**Direction 1**
In the solpugid thread, substitute "camel spider" for "solpugid" and give everything from "This is a true" down to "(Apr 8, 2003)" again.
**Direction 2**
Resume the solpugid forum thread, writing on from its last sentence.

-- START Source document --

My friend was still in bed when I finally decided to roust him at about 11 AM. Knowing that the crude lout slept _au natural_ (without skivvies for those of you who are French challenged)....I pounded on the door to his room and waited for him to start grumbling coherently. After a few minutes I heard him yell....'Oh sh*t! Get in here!!'. I opened the door to see my snake-hunting buddy standing in the middle of the floor gazing down at his crotch with fear in his eyes. Sitting on the floor next to his bed was the styrofoam cup....with a hole chewed completely through it. Yep....you guessed it....the poor lout had stripped out of his clothes and then gone to bed. When I woke him up he simply reached down...grabbed his undershorts from the floor....and pulled them on. It was only when he got them to waist level that he realized that he had an unwelcomed hitch-hiker....which was now firmly nestled up right against his testicles.

Needless to say....I wasn't in the slightest bit interested in helping him to remove said arachnid from his family jewels. I did stand ready with a set of forceps to snare the invertebrate offender once my mortified friend managed to coax it from his genitals. Moving slowly and very gingerly my friend managed to ease his shorts down to his knees....revealing a rather peeved looking solpugid. With a rapid flick of his hand he managed to send the 'bug' flying (and whacked the hell out of his balls in the process). Before the stunned beastie could react I quickly snagged it with the forceps and forcibly ejected it from the room.

This is a true story.....never underestimate the chelicera power of a solpugid. I can only imagine the damage it would have done had my friend not exercised really good judgement while extricating himself from that situation. I shudder to think how I would have reacted if the damned thing had been sitting on MY testicles!!! Yeeeeeeesh!!!


----------



## piranha45 (Apr 8, 2003)

eeeeesh


----------



## Kreth 10RBP (Dec 5, 2003)

Fruitbat said:


> I have a fun story to relate concerning a solpugid....
> 
> Back in the early '70s...in the days of the Great West Texas _Lampropeltis mexicana_ gatherings around the Big Bend National Park...a friend of mine captured a large (3 inch) solpugid crossing the road at night while we were out snake collecting. Having no suitable container for the fearsome arachnid, he scooped it into a styrofoam cup and covered the open top tightly. When we returned to the Study Butte Motel late that night after hours of cruising the area's roads we were both pretty tired so we grabbed our captives (a number of pillow cases containing reptiles and the cup containing the solpugid), took them to his room and set them on a chair next to his bed. I adjourned to my own room and slept soundly.

-- END Source document --
-- START Provided records --

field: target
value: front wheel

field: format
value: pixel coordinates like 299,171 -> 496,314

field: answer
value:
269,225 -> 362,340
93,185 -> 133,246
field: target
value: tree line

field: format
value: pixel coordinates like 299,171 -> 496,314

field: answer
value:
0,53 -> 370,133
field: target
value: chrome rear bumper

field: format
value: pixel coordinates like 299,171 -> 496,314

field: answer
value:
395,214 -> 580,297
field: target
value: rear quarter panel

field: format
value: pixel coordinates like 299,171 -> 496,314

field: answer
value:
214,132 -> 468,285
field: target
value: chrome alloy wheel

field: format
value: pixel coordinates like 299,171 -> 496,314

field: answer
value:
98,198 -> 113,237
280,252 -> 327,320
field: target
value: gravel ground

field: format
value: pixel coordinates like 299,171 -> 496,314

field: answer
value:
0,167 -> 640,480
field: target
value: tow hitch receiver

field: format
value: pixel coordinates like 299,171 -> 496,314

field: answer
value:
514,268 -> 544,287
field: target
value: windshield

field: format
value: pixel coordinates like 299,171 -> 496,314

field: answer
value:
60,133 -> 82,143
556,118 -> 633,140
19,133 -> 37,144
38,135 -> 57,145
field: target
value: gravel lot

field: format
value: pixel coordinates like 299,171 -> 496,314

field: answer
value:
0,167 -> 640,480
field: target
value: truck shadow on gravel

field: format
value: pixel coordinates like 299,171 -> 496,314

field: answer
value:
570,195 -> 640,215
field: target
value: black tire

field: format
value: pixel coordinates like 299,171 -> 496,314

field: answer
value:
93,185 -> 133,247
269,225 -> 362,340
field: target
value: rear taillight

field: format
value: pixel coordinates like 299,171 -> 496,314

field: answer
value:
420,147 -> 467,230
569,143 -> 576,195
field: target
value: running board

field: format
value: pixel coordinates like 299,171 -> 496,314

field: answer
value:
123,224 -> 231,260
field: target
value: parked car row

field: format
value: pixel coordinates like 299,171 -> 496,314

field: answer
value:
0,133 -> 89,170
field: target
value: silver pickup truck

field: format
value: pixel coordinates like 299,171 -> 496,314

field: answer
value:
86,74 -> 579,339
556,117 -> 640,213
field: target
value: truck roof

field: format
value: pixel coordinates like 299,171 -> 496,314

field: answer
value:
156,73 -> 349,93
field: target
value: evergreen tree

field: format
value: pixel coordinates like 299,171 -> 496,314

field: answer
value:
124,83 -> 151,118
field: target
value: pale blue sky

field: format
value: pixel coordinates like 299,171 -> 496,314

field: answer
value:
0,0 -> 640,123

-- END Provided records --

**Exercise result 1**
This is a true story.....never underestimate the chelicera power of a camel spider. I can only imagine the damage it would have done had my friend not exercised really good judgement while extricating himself from that situation. I shudder to think how I would have reacted if the damned thing had been sitting on MY testicles!!! Yeeeeeeesh!!!


----------



## piranha45 (Apr 8, 2003)

**Exercise result 2**
> 
> ...


 god... for any of you that are into extreme human abuse, you know that a self inflicted blow to the testicles (after the first time) is something that only should happen in the case of life or death... i remember the first time i tried it... it was dark in my room and the only thing i could think about was the pain... although your situation might have been advantageous to kick him sqaure in the nuts and say you were aiming for the spider


----------



## Atlanta Braves Baby! (Mar 12, 2003)

Damn that thing is scary!


----------



## Kory (Jun 5, 2003)

lol that is some funny stuff fruitbat.


----------



## thePACK (Jan 3, 2003)

all cleaned up and ready for business..proceed


----------



## Atlanta Braves Baby! (Mar 12, 2003)

Holly old thread


----------



## devildog/usmc (May 7, 2005)

brings back some memories


----------



## devildog/usmc (May 7, 2005)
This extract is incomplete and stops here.